SHORT TASK: Please render the material below as a numbered list, one item per line, leaving out any blank lines.

THE DATA:
☆ ☆ ☆ ☆ ☆

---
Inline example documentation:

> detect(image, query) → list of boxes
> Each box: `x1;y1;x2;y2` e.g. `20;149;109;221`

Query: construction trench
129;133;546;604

☆ ☆ ☆ ☆ ☆

ANSWER TO THIS EXERCISE:
1. ---
2. Inline example documentation:
3. > detect(image, query) → list of boxes
4. > Each box: `x1;y1;x2;y2` e.g. `20;149;109;221`
5. Query: construction trench
6. 129;133;546;604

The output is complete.